TEXTE EXTRAIT:
Fig. 62 à 66. Lumières colorées, gros plans : l’alchimie sur scène entre Scarlett (Clare Bowen) et Gunnar (Sam Palladio) dans Nashville (S01E01).

18La formule spécifique des séries « de coulisses » ne se caractérise ni par l’alternance de segments narratifs et de moments musicaux (les séries non musicales construisent d’importantes séquences autour de chansons, et les séries musicales non backstage sont fondées sur cette alternance), ni par la narrativisation de numéros mélodramatiques (le procédé est courant dans les séries non musicales). Leur spécificité est plutôt d’élaborer par moments des interprétations spectaculaires qui sont l’équivalent, dans le cycle, des « spectacles narratifs » des séries non musicales, et dont la mélodramatisation tient à l’aspect physique des performances, à une présence et une érotisation des corps lors des numéros (cet aspect est ainsi évoqué par plusieurs internautes pour la chanson de Nashville déjà commentée25). Le backstage télévisuel peut ainsi être assimilé à un « genre du corps »26 qui vise à organiser des chocs/moments attractionnels lors desquels le spectacle des corps offre un paroxysme de pathos destiné à saisir viscéralement les spectateurs – et aussi, nous le verrons, à leur permettre d’évaluer la « valeur » des personnages.

DONNÉES FOURNIES:
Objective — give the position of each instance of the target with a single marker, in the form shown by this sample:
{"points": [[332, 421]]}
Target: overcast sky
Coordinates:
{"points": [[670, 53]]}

...

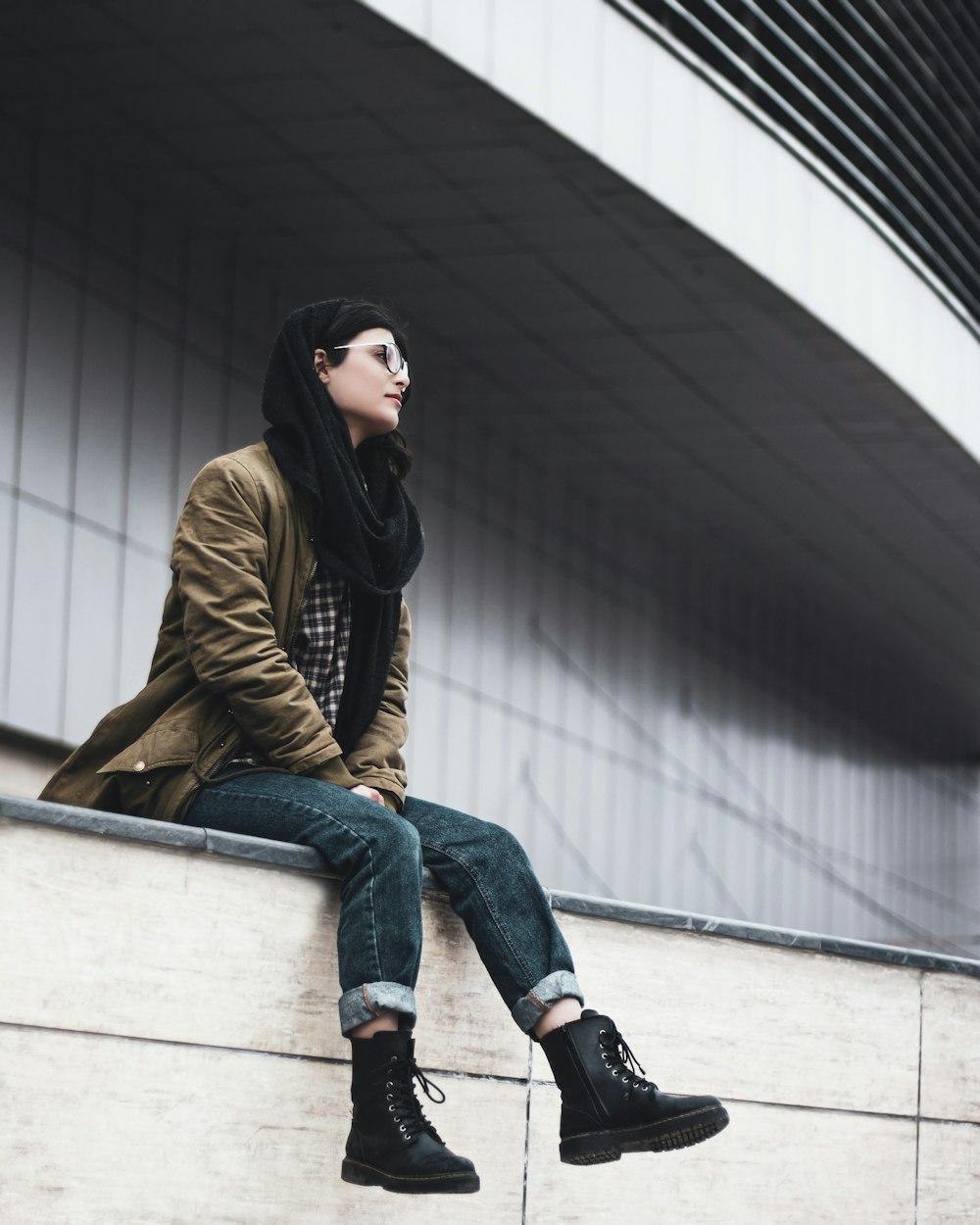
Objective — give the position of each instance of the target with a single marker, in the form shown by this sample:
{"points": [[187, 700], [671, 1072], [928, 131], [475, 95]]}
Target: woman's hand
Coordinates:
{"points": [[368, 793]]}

CONSIGNES DE TRAVAIL: Citez intégralement le texte sur les séries musicales « de coulisses », sans en modifier un seul mot. Appuyez-vous uniquement sur le texte pour travailler.

RÉPONSE:
Fig. 62 à 66. Lumières colorées, gros plans : l’alchimie sur scène entre Scarlett (Clare Bowen) et Gunnar (Sam Palladio) dans Nashville (S01E01).

18La formule spécifique des séries « de coulisses » ne se caractérise ni par l’alternance de segments narratifs et de moments musicaux (les séries non musicales construisent d’importantes séquences autour de chansons, et les séries musicales non backstage sont fondées sur cette alternance), ni par la narrativisation de numéros mélodramatiques (le procédé est courant dans les séries non musicales). Leur spécificité est plutôt d’élaborer par moments des interprétations spectaculaires qui sont l’équivalent, dans le cycle, des « spectacles narratifs » des séries non musicales, et dont la mélodramatisation tient à l’aspect physique des performances, à une présence et une érotisation des corps lors des numéros (cet aspect est ainsi évoqué par plusieurs internautes pour la chanson de Nashville déjà commentée25). Le backstage télévisuel peut ainsi être assimilé à un « genre du corps »26 qui vise à organiser des chocs/moments attractionnels lors desquels le spectacle des corps offre un paroxysme de pathos destiné à saisir viscéralement les spectateurs – et aussi, nous le verrons, à leur permettre d’évaluer la « valeur » des personnages.